The state lottery was once a lucrative business, but a boycott in the wake of the coup has brought sales to a standstill. (Frontier)

‘I’m going to sell eggs instead’: Boycott brings down lottery businesses

A boycott of the state lottery launched after the February 1 coup has been so effective that the draw has twice been postponed, but it has also left distributors and retailers with millions of unsold tickets. 


“I never expected that the people would be so united that they would boycott the lottery,” said the ticket distributor for the state’s Aung Bar Lay (“You May Win”) lottery.

The distributor, who asked not to be named, is among those suffering big losses since a lottery boycott campaign was launched on social media on February 7 to deprive the military junta of a lucrative source of revenue.

The monthly Aung Bar Lay lottery generates tens of millions of dollars in revenue a year for the government, with up to 40 million tickets sold each month.

The State Lottery Directorate sells tickets through an application system to distributors, who then sell them on to smaller distributors, retailers and sometimes direct to customers. 

It’s normally a lucrative business, but the boycott has left distributors and retailers with millions of unsold tickets purchased from the directorate in late January, just days before the coup.
++++++++
(Exercise instructions)
1 > Rewrite the lottery boycott article, beginning at "The state lottery was" and stopping after "of unsold tickets.", with "coup" changed to "military takeover" wherever it occurs.
2 > Carry on the article about the state lottery boycott from its last sentence.
++++++++
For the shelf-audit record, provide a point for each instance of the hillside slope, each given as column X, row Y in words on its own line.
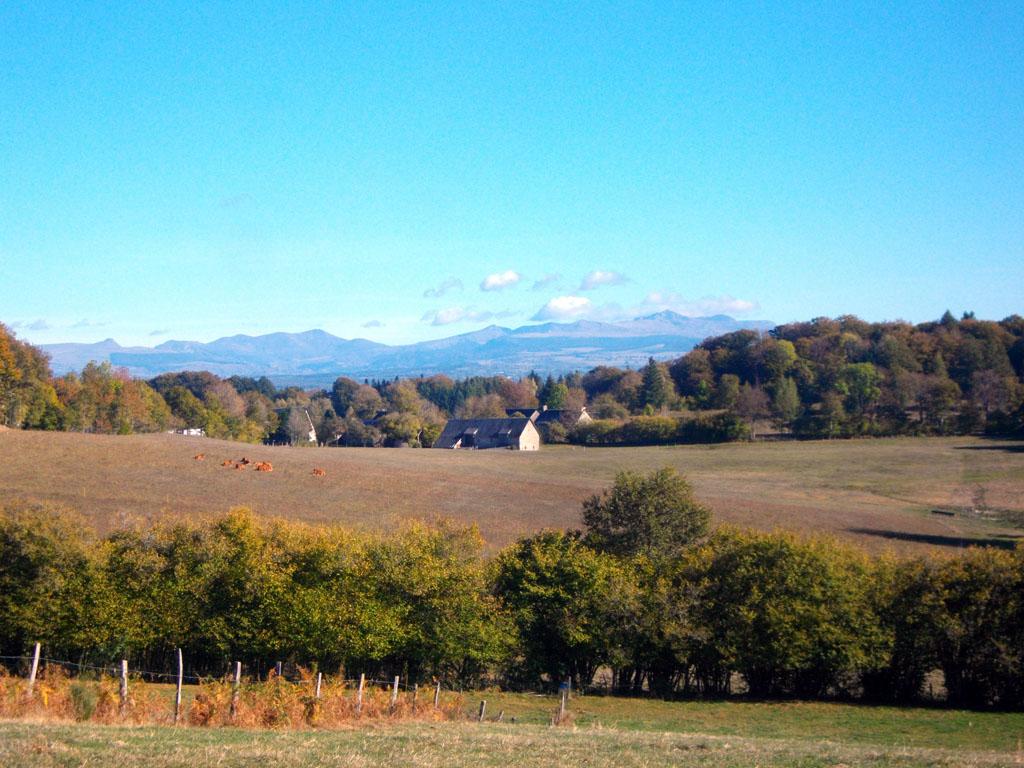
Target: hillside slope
column 880, row 493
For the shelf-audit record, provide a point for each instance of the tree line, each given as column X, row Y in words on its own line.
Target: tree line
column 825, row 378
column 643, row 592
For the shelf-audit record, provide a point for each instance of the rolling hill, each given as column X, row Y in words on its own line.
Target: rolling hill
column 880, row 493
column 316, row 357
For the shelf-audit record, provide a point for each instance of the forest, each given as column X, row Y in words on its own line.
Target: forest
column 645, row 597
column 821, row 379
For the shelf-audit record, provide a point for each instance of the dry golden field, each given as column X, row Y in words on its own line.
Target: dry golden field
column 881, row 493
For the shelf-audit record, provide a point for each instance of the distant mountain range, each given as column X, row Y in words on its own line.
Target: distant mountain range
column 316, row 357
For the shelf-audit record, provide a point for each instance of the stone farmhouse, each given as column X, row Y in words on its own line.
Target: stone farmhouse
column 479, row 434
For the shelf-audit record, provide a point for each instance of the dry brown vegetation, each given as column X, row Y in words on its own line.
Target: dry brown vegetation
column 270, row 704
column 879, row 492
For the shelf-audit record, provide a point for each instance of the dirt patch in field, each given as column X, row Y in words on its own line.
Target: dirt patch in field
column 879, row 493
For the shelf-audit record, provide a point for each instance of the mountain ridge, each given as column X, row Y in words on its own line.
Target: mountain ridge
column 316, row 356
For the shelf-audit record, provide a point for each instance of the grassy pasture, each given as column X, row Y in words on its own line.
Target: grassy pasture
column 880, row 493
column 606, row 732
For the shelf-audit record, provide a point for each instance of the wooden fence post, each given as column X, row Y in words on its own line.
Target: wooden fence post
column 34, row 670
column 177, row 691
column 236, row 689
column 124, row 684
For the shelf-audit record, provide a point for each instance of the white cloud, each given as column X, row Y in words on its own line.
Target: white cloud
column 564, row 307
column 501, row 281
column 457, row 314
column 452, row 284
column 600, row 278
column 701, row 307
column 547, row 280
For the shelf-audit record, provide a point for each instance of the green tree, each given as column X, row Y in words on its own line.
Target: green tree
column 859, row 383
column 656, row 388
column 566, row 601
column 785, row 401
column 653, row 514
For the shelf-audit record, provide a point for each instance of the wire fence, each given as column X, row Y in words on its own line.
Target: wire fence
column 114, row 670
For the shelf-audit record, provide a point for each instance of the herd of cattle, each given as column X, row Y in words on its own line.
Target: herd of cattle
column 258, row 466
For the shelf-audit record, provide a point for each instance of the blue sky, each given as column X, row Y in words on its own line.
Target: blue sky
column 404, row 172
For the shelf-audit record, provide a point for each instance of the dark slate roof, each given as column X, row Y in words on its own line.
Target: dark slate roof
column 546, row 417
column 524, row 412
column 482, row 433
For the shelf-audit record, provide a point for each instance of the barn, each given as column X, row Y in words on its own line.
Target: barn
column 479, row 434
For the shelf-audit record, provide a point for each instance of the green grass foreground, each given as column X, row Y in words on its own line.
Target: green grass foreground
column 605, row 732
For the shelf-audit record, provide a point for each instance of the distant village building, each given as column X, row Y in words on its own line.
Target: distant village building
column 544, row 415
column 479, row 434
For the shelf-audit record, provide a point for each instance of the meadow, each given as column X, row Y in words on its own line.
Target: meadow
column 880, row 493
column 606, row 732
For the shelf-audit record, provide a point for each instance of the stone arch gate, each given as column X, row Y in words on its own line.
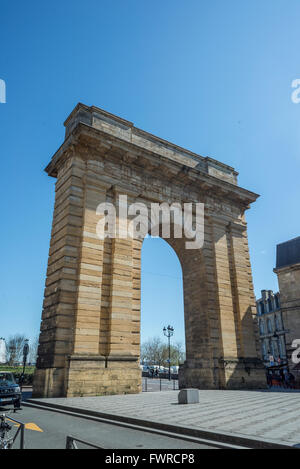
++++++++
(Answers to the exercise)
1 >
The state lottery was once a lucrative business, but a boycott in the wake of the military takeover has brought sales to a standstill. (Frontier)

‘I’m going to sell eggs instead’: Boycott brings down lottery businesses

A boycott of the state lottery launched after the February 1 military takeover has been so effective that the draw has twice been postponed, but it has also left distributors and retailers with millions of unsold tickets.

2 >
One large distributor with 50 retail outlets throughout the country told Frontier on March 22 that he bought K2 billion worth of tickets on January 26, anticipating he’d be able to sell most of them for the March 1 draw.

But February sales were so bad he’s been forced to close all of his outlets, and his staff have returned to their hometowns. He’s also facing social pressure to stop selling tickets.

“We sold a few tickets before the crackdowns began against the protests but we have been criticised by some people for selling them,” he said.

The State Lottery Directorate does not refund distributors for unsold tickets. Further down the line, vendors cannot get refunds from the distributors. The government even faces the prospect of losing money on the draw, as it typically pays out billions of kyat in prizes, including a top prize of K1.5 billion.

The directorate, which is under the Ministry of Planning, Finance and Industry, has already twice postponed the lottery draw due to lack of sales.

After the March 1 draw was pushed back to March 15, the ministry announced on March 21 that the April 1 draw had been postponed to May 1 for the “convenience” of sellers and buyers.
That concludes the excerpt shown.